**DOCUMENTO DE ORIGEN:**
········
SEBASTIAN DE BELALCAZAR AL SUELO

  


“Otra vez don Sebastián de Belalcazar”


(Por Víctor Paz Otero)

 

 


“Sebastián Moyano, mucho más conocido como Sebastián de Belalcázar, según cuentan algunas crónicas, parece que hubo de nacer en el año de 1478. También en esas crónicas se narra este curioso episodio: Que el haber venido al mundo lo hizo en un parto de trillizos. Solo él sobrevivió, quizá para que la Divina Providencia le permitiese realizar el sagrado y sanguinario destino al que estaba predestinado.

Su infancia aconteció entre cerdos y ese fue su oficio en sus primeros años: cuidarlos y engordarlos, ya que era el patrimonio casi único con el cual su familia reproducía y perpetuaba su miseria en aquellos tiempos duros. Por supuesto, nunca tuvo escuela y su ignorancia siempre fue tan desmesurada como su posterior codicia. También el patrimonio familiar lo ajustaba un burro, melancólico y mañoso. Y sucedió una vez, que el padre envió al hijo a una diligencia en compañía del burro. El burro se atascó en un pantano. El iracundo Sebastián, montando en cólera y no en el burro, tomó un garrote y a garrotazo limpio dio muerte al susodicho burro. Y como si fuese un Caín a la española, reflexionó que no podría volver al paterno hogar, con aquella catastrófica noticia que amplificaría la miseria para todos. Para no afrontar la peligrosa eventualidad del encuentro con el furioso padre, que imaginó que a él lo molería a palos por haber sacrificado al burro, decidió no retornar nunca hasta su lar nativo. Vislumbro su porvenir incierto en la lejana y relativamente recién descubierta América. Era el año de 1514. Presumiblemente fue en Sevilla donde buscó navío y oficio de soldado raso para dar inicio a su alocada aventura en el nuevo y asombroso mundo.
········
**OBJETIVO DEL EJERCICIO:** Cita textualmente el pasaje del texto sobre Sebastián de Belalcázar que va desde "(Por Víctor Paz" hasta "que estaba predestinado.", incluido este último.

**DATOS PROPORCIONADOS:**
········
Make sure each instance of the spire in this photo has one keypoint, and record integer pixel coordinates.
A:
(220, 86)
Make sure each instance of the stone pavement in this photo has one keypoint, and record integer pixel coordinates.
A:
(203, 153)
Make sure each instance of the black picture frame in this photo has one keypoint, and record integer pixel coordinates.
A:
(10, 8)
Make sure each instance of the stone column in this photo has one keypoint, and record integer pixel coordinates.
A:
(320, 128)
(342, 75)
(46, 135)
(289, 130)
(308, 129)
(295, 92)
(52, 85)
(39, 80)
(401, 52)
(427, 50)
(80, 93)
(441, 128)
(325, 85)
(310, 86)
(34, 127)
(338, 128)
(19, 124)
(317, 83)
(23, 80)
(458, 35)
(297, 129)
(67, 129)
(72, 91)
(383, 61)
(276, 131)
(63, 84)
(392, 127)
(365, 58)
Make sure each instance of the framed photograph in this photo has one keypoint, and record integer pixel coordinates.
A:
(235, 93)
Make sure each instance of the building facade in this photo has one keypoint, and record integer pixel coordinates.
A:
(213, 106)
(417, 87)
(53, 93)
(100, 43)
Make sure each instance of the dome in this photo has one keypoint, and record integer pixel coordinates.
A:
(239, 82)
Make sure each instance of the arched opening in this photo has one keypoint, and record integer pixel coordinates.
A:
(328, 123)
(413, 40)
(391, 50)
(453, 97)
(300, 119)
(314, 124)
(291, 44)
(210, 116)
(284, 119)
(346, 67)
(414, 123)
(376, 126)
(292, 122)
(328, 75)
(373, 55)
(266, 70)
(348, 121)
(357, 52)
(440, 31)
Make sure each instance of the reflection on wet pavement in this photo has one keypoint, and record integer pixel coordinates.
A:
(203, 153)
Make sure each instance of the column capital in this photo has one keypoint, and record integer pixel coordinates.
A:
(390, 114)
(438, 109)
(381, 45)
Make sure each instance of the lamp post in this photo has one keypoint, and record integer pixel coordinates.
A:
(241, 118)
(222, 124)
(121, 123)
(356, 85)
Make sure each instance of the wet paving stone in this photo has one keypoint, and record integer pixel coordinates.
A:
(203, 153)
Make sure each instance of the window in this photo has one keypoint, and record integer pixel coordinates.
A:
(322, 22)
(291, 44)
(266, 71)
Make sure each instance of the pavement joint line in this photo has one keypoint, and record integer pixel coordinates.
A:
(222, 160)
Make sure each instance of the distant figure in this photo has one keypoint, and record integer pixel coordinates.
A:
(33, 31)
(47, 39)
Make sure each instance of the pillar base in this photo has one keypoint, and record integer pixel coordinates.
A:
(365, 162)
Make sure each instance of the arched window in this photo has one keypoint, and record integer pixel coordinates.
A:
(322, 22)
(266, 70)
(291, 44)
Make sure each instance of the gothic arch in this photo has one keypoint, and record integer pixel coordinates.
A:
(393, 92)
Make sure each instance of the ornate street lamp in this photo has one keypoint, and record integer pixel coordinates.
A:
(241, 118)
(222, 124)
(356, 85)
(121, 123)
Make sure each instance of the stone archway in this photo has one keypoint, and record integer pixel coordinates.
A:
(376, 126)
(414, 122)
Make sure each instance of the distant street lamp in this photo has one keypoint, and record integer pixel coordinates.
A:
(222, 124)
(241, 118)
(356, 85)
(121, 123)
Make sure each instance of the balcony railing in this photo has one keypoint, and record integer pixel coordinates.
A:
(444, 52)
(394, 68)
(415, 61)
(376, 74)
········
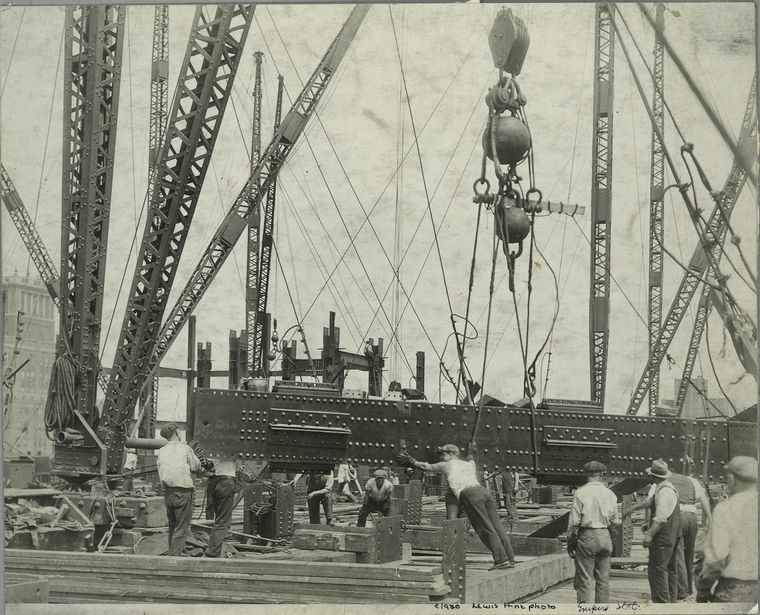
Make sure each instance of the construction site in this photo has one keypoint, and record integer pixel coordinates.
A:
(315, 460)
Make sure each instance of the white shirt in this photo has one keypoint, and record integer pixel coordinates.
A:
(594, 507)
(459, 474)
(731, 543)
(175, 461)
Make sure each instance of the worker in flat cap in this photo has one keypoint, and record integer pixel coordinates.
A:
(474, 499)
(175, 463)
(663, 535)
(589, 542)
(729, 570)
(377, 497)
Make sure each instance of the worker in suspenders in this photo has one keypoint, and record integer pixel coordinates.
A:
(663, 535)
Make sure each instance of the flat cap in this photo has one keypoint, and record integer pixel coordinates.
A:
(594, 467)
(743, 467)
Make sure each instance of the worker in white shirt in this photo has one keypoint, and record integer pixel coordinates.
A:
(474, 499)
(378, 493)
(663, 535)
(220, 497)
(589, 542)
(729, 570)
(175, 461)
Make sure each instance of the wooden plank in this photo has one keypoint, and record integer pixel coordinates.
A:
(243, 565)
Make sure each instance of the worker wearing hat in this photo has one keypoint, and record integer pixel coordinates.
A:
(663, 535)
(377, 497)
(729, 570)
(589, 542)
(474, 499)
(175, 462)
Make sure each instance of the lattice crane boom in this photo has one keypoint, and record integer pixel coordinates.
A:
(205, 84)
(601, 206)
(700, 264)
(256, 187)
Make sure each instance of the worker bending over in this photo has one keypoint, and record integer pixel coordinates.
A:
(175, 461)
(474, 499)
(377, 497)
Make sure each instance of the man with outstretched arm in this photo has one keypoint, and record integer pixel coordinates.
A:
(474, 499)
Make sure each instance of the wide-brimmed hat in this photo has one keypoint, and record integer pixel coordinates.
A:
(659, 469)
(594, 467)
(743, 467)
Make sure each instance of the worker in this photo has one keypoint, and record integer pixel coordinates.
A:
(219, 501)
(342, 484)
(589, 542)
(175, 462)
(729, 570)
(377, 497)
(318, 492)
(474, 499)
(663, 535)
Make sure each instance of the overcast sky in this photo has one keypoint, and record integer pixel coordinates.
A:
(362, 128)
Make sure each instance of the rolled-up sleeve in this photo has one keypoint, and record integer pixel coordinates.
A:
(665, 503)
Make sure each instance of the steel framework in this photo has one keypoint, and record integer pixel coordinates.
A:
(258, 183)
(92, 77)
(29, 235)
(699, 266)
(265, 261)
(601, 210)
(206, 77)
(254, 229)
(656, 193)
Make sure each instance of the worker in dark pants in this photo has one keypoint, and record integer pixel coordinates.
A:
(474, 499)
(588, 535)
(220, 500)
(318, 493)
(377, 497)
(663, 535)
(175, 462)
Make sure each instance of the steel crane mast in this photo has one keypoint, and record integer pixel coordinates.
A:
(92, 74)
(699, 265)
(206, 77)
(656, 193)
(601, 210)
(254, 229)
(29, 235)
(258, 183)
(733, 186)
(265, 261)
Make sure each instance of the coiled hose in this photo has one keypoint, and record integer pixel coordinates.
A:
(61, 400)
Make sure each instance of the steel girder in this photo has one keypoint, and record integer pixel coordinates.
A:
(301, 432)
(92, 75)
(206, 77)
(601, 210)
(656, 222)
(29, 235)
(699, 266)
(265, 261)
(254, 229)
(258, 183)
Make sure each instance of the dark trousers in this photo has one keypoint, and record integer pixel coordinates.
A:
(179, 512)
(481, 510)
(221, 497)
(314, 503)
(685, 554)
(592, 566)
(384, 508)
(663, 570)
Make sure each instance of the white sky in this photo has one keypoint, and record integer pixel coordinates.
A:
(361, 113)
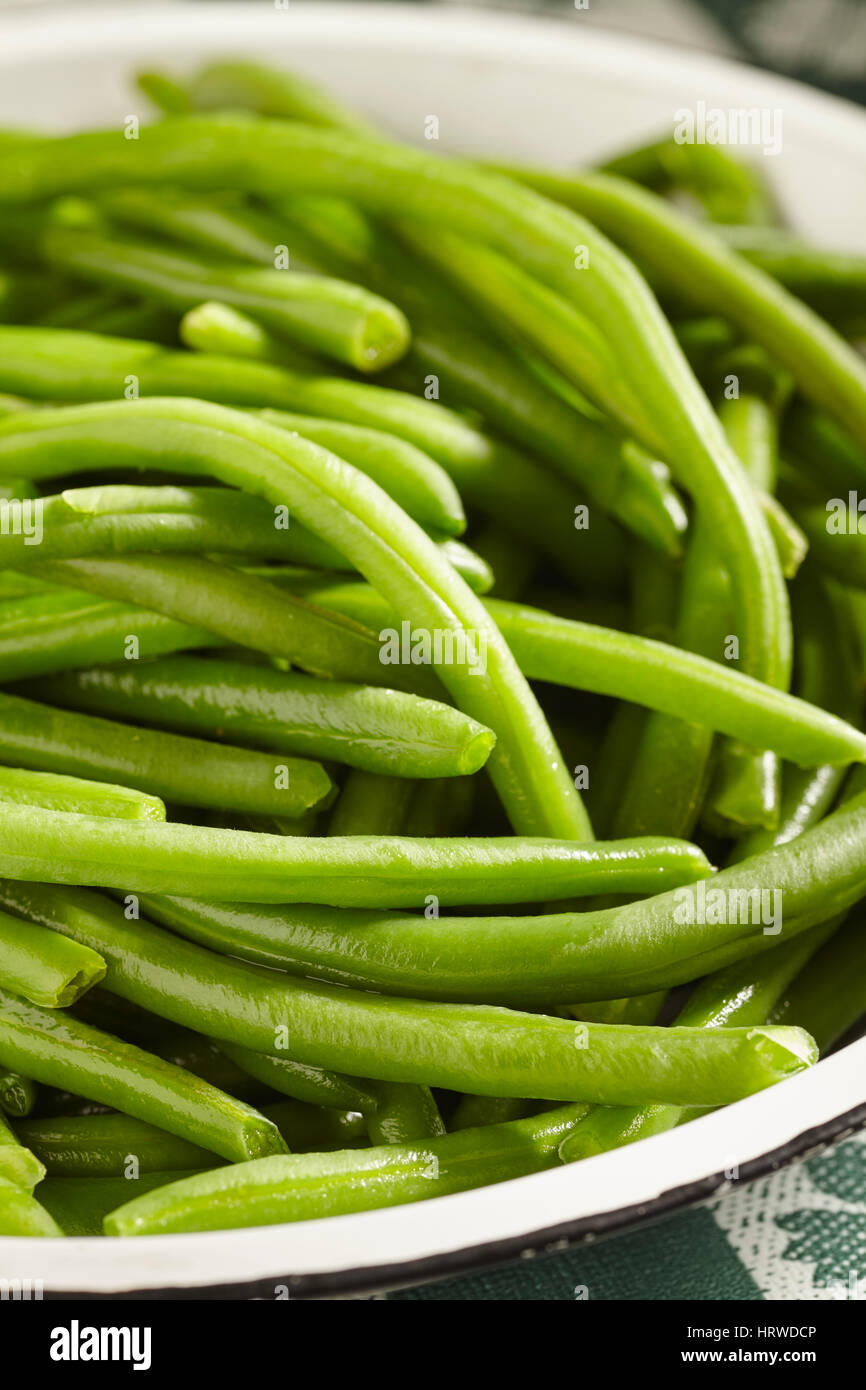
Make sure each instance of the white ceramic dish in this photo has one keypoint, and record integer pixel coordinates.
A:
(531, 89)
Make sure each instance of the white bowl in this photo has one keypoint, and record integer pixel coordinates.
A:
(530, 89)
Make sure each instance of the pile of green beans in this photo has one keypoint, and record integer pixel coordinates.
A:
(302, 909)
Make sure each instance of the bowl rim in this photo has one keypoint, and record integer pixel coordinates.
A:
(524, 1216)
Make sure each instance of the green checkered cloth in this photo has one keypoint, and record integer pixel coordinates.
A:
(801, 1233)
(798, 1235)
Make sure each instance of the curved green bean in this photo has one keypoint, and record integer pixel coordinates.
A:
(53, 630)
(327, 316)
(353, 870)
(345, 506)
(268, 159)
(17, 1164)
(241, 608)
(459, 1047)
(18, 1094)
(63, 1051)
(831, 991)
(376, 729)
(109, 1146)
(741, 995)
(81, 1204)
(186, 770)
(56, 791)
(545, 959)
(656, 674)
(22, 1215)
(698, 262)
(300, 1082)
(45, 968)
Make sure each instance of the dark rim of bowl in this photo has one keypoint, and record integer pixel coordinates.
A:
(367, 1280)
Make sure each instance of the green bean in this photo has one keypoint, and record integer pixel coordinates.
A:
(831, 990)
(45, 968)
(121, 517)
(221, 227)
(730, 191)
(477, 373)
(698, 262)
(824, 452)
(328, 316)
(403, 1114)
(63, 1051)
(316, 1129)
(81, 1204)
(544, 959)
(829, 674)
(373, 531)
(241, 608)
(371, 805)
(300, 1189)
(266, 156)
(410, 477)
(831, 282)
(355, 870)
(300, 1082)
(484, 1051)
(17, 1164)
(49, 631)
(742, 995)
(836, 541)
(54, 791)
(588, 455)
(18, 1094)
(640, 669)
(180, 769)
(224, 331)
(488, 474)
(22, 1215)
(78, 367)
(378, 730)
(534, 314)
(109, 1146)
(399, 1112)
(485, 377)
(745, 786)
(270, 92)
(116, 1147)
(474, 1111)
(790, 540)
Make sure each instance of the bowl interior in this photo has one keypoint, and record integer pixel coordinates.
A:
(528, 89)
········
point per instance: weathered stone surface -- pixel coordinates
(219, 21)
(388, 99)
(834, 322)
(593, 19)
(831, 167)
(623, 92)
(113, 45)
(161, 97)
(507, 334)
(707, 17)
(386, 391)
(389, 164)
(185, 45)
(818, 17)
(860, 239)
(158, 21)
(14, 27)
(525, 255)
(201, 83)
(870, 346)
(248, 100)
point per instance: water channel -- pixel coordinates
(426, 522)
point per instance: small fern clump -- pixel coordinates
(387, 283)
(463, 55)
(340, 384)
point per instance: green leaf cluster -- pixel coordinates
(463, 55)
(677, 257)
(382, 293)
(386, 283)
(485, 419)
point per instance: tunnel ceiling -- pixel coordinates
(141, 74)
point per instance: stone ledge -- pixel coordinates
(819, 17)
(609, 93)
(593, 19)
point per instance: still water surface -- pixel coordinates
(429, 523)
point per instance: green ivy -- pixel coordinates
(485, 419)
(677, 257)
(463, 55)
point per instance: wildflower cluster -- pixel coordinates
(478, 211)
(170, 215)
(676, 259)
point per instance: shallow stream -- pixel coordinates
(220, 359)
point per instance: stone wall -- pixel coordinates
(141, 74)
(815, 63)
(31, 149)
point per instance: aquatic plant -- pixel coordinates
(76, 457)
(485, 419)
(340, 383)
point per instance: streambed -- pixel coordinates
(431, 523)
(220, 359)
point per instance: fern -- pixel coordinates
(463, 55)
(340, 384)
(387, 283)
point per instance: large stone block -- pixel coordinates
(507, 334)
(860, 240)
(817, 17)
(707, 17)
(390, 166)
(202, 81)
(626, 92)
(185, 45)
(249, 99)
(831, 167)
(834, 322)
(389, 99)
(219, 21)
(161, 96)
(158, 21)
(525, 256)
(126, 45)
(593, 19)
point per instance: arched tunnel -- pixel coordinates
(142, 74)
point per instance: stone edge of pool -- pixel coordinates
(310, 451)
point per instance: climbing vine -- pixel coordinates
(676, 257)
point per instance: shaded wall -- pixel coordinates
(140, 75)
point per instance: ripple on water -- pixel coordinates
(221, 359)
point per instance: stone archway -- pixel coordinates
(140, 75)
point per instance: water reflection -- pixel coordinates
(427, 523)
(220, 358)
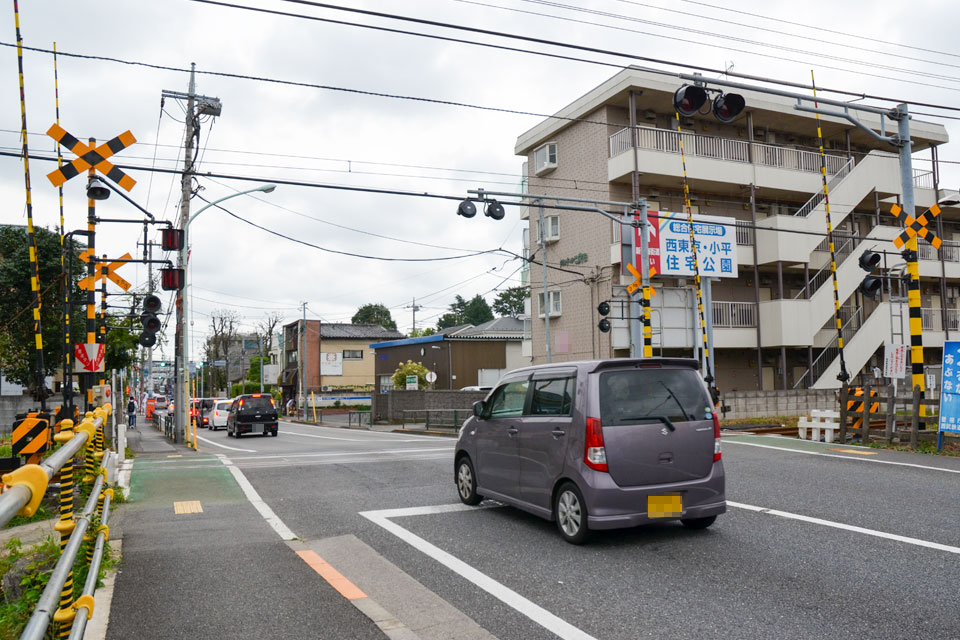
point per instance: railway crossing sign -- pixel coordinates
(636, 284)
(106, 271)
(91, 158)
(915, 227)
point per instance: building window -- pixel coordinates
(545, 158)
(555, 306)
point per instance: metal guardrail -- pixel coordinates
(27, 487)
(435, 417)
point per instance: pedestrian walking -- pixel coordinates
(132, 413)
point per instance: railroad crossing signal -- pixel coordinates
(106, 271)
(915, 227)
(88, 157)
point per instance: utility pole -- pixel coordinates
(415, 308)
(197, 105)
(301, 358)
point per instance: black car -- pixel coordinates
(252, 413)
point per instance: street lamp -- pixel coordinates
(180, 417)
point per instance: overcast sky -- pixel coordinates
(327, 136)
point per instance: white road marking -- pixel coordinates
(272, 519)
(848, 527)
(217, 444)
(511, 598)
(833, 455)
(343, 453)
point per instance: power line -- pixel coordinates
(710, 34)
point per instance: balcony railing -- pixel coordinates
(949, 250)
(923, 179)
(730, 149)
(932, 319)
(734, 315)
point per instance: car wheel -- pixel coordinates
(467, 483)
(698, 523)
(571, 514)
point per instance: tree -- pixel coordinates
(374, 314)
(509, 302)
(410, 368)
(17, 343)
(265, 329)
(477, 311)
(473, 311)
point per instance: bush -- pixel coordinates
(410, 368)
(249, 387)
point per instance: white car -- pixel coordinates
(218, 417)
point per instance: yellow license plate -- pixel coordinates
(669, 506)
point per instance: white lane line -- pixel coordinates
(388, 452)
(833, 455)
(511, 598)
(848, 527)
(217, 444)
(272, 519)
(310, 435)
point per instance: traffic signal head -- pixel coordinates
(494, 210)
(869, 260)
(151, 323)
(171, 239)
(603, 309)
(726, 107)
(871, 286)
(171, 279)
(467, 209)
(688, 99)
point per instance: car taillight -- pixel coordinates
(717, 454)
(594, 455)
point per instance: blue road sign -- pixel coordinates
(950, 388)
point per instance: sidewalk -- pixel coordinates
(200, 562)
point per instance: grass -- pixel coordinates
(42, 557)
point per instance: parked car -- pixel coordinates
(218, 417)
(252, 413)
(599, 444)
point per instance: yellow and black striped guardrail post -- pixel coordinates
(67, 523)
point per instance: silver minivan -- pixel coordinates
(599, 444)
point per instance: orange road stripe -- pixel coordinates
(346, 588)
········
**RESULTADO:**
(Por Víctor Paz Otero)

 

 


“Sebastián Moyano, mucho más conocido como Sebastián de Belalcázar, según cuentan algunas crónicas, parece que hubo de nacer en el año de 1478. También en esas crónicas se narra este curioso episodio: Que el haber venido al mundo lo hizo en un parto de trillizos. Solo él sobrevivió, quizá para que la Divina Providencia le permitiese realizar el sagrado y sanguinario destino al que estaba predestinado.